* [EXERCISE DETAILS]:
Arrange the items below as a two-column CSV with the headers "task" and "answer", one row per item. Put each item's text and its answer in their own quoted fields, and replace any line breaks with spaces.

* [ROWS]:

— Start —

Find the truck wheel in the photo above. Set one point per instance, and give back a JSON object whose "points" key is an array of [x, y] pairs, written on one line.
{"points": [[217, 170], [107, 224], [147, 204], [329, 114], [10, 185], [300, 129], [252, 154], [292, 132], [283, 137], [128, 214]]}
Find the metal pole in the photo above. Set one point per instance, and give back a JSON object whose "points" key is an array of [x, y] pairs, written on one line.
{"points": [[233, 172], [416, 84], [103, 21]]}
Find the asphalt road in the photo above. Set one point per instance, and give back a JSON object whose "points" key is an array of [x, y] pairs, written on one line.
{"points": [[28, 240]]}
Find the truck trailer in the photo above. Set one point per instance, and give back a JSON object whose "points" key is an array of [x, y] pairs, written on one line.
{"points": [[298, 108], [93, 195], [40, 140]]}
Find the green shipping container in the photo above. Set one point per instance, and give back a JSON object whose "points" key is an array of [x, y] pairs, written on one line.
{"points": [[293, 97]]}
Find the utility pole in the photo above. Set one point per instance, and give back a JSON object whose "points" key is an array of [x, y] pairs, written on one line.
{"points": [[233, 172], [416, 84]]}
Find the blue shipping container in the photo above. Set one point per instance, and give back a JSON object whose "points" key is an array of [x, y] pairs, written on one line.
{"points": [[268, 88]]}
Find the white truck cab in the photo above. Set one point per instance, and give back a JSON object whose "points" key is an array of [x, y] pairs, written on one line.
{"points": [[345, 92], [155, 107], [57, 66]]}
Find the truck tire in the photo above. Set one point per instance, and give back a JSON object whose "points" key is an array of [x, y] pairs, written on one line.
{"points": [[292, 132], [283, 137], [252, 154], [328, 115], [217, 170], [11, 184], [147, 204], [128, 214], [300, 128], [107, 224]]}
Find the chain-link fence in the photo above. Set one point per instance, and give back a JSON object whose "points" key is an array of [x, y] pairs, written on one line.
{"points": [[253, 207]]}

— End —

* [FINISHED EXERCISE]:
task,answer
"Find the truck wheel in the photo above. Set one point per instance, and give back a JSON object whose ""points"" key is an array of [x, y] pairs, written on one line.","{""points"": [[217, 170], [107, 224], [147, 204], [329, 114], [10, 185], [300, 129], [252, 154], [292, 132], [283, 137], [128, 214]]}"
"Find the metal pole in the photo above. Set one point per instance, and give back a JSON object whose ""points"" key is an array of [x, y] pairs, written on one line.","{""points"": [[233, 172], [416, 84], [103, 21]]}"
"Find the asphalt road in the photo above. Set one point per instance, and give back a JSON object whose ""points"" key is an array of [x, y] pairs, written on one line.","{""points"": [[28, 240]]}"
"Find the truck trailer in the photo above. Set one point per instance, and give back a JSON object whose ""points"" key is an array of [x, y] pairs, written on one line.","{""points"": [[298, 108], [93, 195], [40, 140]]}"
"Find the green shipping container in the photo above. Set one point per instance, and give back a JSON object whose ""points"" key is an array of [x, y] pairs, written on one line.","{""points"": [[293, 97]]}"
"Find the utility pole in the photo above. Set one point per instance, and give back a JSON object whose ""points"" key is an array of [x, y] pairs, written on one line.","{""points"": [[233, 172], [416, 84]]}"
"Find the blue shipping container in the photo above. Set one point per instance, and give back a JSON object whose ""points"" key is an array of [x, y] pairs, written on one line.","{""points"": [[268, 88]]}"
"Find the white truck cab in the photo above. Set one point per instance, and give back a JSON object whose ""points"" key is an array of [x, y] pairs, written on one line.","{""points"": [[345, 92], [155, 107], [57, 66]]}"
"Find the truck tire in the photo above. Set one point per instance, and give back a JSON object whose ""points"" key is an array of [x, y] pairs, written on one line.","{""points"": [[292, 132], [283, 137], [252, 154], [328, 115], [217, 170], [11, 184], [147, 204], [128, 214], [300, 128], [107, 224]]}"
"Find the chain-link fence in the photo above. Set one point per instance, and give back a JSON object whose ""points"" key is an array of [x, y] pairs, written on one line.","{""points"": [[253, 207]]}"